Beginning at the line that contains "Box every motorcycle rider you see.", reproduce every line to the end of the material without changing any of them.

#### [Dataset records]
================

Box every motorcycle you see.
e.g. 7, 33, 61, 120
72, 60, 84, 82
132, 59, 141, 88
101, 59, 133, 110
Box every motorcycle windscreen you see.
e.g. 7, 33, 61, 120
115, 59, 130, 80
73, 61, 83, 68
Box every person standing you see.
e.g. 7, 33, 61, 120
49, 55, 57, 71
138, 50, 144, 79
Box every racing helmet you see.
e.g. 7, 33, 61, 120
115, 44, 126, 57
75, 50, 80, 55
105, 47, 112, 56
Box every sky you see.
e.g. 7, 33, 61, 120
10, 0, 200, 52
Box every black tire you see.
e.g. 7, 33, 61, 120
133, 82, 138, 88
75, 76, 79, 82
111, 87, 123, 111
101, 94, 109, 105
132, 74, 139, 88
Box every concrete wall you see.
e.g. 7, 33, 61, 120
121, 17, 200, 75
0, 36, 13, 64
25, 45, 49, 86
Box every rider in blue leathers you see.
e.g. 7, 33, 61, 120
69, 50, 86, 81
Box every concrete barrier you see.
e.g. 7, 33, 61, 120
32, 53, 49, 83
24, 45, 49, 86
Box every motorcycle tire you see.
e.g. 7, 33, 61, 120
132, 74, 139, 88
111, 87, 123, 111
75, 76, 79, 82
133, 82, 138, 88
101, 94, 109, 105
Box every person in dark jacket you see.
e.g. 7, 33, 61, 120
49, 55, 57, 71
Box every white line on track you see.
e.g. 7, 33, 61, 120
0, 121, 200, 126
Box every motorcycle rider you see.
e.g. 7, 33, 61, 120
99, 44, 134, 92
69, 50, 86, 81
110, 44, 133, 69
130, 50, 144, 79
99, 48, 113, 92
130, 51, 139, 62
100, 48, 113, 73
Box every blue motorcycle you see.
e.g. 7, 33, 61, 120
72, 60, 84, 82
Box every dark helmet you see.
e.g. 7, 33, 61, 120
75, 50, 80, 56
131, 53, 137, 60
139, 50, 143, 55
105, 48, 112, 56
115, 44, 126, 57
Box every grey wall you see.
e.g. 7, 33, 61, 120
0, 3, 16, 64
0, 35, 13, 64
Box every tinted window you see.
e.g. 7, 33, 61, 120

================

#### [Result]
Box every motorcycle rider you see.
e.g. 7, 33, 61, 120
99, 44, 134, 92
69, 50, 86, 81
110, 44, 133, 69
130, 50, 144, 79
99, 48, 113, 92
130, 51, 139, 62
100, 48, 113, 73
Box every blue motorcycle you see.
e.g. 7, 33, 61, 120
72, 60, 84, 82
Box every dark helmet you see.
e.g. 7, 33, 61, 120
75, 50, 80, 56
131, 53, 137, 60
139, 50, 143, 55
105, 48, 112, 56
115, 44, 126, 57
Box every grey wall you see.
e.g. 7, 33, 61, 120
0, 3, 16, 64
0, 35, 13, 64
Box every tinted window you see.
e.g. 7, 33, 61, 120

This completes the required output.